Der letzte Punkt

1984–1999. Matchbilanz: 713:214. 49 Titel, darunter 6 Grand-Slam-Titel, jüngster Wimbledon-Sieger aller Zeiten, 12 Wochen lang die Nr. 1 der Weltrangliste, 3 x ATP-Weltmeister, 2 x Davis-Cup-Gewinner, Olympiasieger. Das sind die beeindruckenden Zahlen der Tennis-Karriere des Boris Becker aus Leimen. Millionen Deutsche nennen ihn noch heute liebevoll: Bumm-Bumm-Boris. Oder Bobbele, bestenfalls „unser“ Bobbele. Stadtmeister seiner Heimatstadt Leimen war er allerdings nie. Das hat ihm Olaf Seibicke, Stadtmeister von Schlotheim und Gastgeber von „Ein Abend mit …“ im Gothaer Hotel DER LINDENHOF allerdings voraus. Trotz dieser Schmach ließ sich die 52-jährige Tennis-Ikone an diesem Abend vor 200 Gästen während eines 4-Gang-Menüs noch einiges mehr an Delikatem entlocken.

„Ich bin hier, um zu gewinnen.“ Das war der erste Satz, den ich Mitte Juni 1985 von einem gewissen Boris Becker im Radio vernahm. Die Frage war, was er sich denn als 17-Jähriger beim wichtigsten Tennisturnier der Welt vorgenommen habe. Von da an verpasste ich in den folgenden zwei Wochen keinen Satz des Leimeners auf dem heiligen Rasen von Wimbledon. Bis es am 7. Juli hieß: Game, Set and Match Becker! Boris Becker, der jüngste Wimbledon-Sieger aller Zeiten, der erste ungesetzte Spieler, der das Turnier gewann. Rekorde für die Ewigkeit.

Materialteil:
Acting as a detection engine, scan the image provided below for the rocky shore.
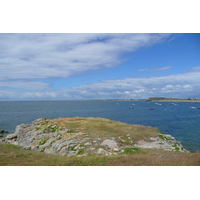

Zu beantwortende Fragen:
- a) Wie viele Titel gewann Boris Becker laut dem Text über seine Tenniskarriere insgesamt?
- b) Setze den Text über Boris Becker nach seinem letzten Satz fort.
Das Material hat mit dem Text über Boris Becker nichts zu tun.

Antworten je Aufgabe:
- a) 49 Titel, darunter 6 Grand-Slam-Titel.

- b)
35 Jahre später steht dieser Boris Becker im Cranach-Saal des Gothaer Hotels Der Lindenhof auf der Bühne. Die 200 Gäste haben sich erhoben. Gänsehaut liegt in der Luft. Für einen ganz Großen. Nein, in Gotha war er noch nie. Gastgeber Olaf Seibicke wollte ihm auf der Fahrt vom Frankfurter Flughafen nach Gotha die Vorzüge der Thüringer Residenzstadt ausführlich schildern. Er sei aber leider eingeschlafen. Macht doch nix, einem Boris Becker haben die Deutschen schon immer alles verziehen. Eine bessere Figur macht der Boris dann schon beim Zusammenstückeln eines Original Bravo-Starschnitts aus dem Jahr 1985. Auch wenn er das wohl lieber beim Motiv Samantha Fox getan hätte. Die war ja aber an diesem Abend nicht zu Gast, deshalb brachte Olaf Seibicke aus seinem Privatbesitz den Becker-Schnitt mit. Locker und gelöst wirkt er, der Weltstar, als er nach der Vorspeise (Carpaccio von geräuchertem Duroc Schweinefilet) überschwänglich die Küche lobt und mitteilt, dass er jetzt nicht mehr so viel erzählen könne, weil er ja ansonsten so lange auf die Hauptspeise warten müsse. Auch wenn einigen Fans jetzt vor lauter Schreck der grüne Spargel im Halse stecken blieb, kam doch fortan jeder auf seine Kosten. Denn der Boris hat doch nur einen netten Spaß gemacht und erzählt zwischen den folgenden drei Gängen viel Delikates aus seinem turbulenten Fünfsatz-Match, seinem Leben.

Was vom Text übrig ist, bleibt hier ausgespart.